抜粋:
前述のケーシーエスは、東日本の経済被害についても調査している。約1300の被災事業所情報から産業分類ごとに調査した結果、被災を受けた全エリアの損害のうち、岩手県、宮城県、福島県の3県で全体の約5割を占めていることを確認している。

地震動による被害事業所は全体の約8割であり、津波の直接被害に匹敵するリスクとしてサプライチェーンの被災に伴う「原材料調達の困難(燃料不足も含む)」を指摘している。

また、生産回復までの所用日数では、飲食料品産業や輸送機械産業で長期化し、3カ月で6~7割、6カ月後でも全面回復に至らなかった事例もある。

「浸水深」の重要性

東日本大震災以降、「津波高」や「遡上高」などの言葉が急増した。聞き慣れていない言葉も多数出てきており、まずは定義をおさえておくことが重要である。

東日本大震災については、気象庁、東電などのほか、東京大地震研究所なども調査を実施しているが、現在、確認されているものでは、「津波高」で富岡町の21.1mが、また「遡上高」で女川(笠貝島)の43.3mが最大とされている。「津波高」は、これまで1896年の「明治三陸津波」で岩手県大船渡市に残る38.2m が最高値であったが、これを大きく上回る記録となった。

課題の内容:
震災被害に関する抜粋のうち、「前述のケーシーエスは、東日本」で始まり「さえておくことが重要である。」まで続く部分を、「サプライチェーン」を「供給網」に置き換えて書き直してください。 この一覧を参照する必要はありません。

記録情報:
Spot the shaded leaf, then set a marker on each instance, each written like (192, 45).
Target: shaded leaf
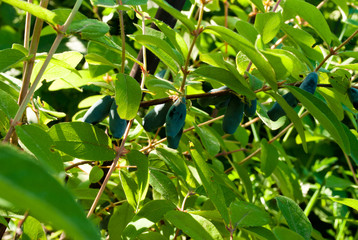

出力結果:
前述のケーシーエスは、東日本の経済被害についても調査している。約1300の被災事業所情報から産業分類ごとに調査した結果、被災を受けた全エリアの損害のうち、岩手県、宮城県、福島県の3県で全体の約5割を占めていることを確認している。

地震動による被害事業所は全体の約8割であり、津波の直接被害に匹敵するリスクとして供給網の被災に伴う「原材料調達の困難(燃料不足も含む)」を指摘している。

また、生産回復までの所用日数では、飲食料品産業や輸送機械産業で長期化し、3カ月で6~7割、6カ月後でも全面回復に至らなかった事例もある。

「浸水深」の重要性

東日本大震災以降、「津波高」や「遡上高」などの言葉が急増した。聞き慣れていない言葉も多数出てきており、まずは定義をおさえておくことが重要である。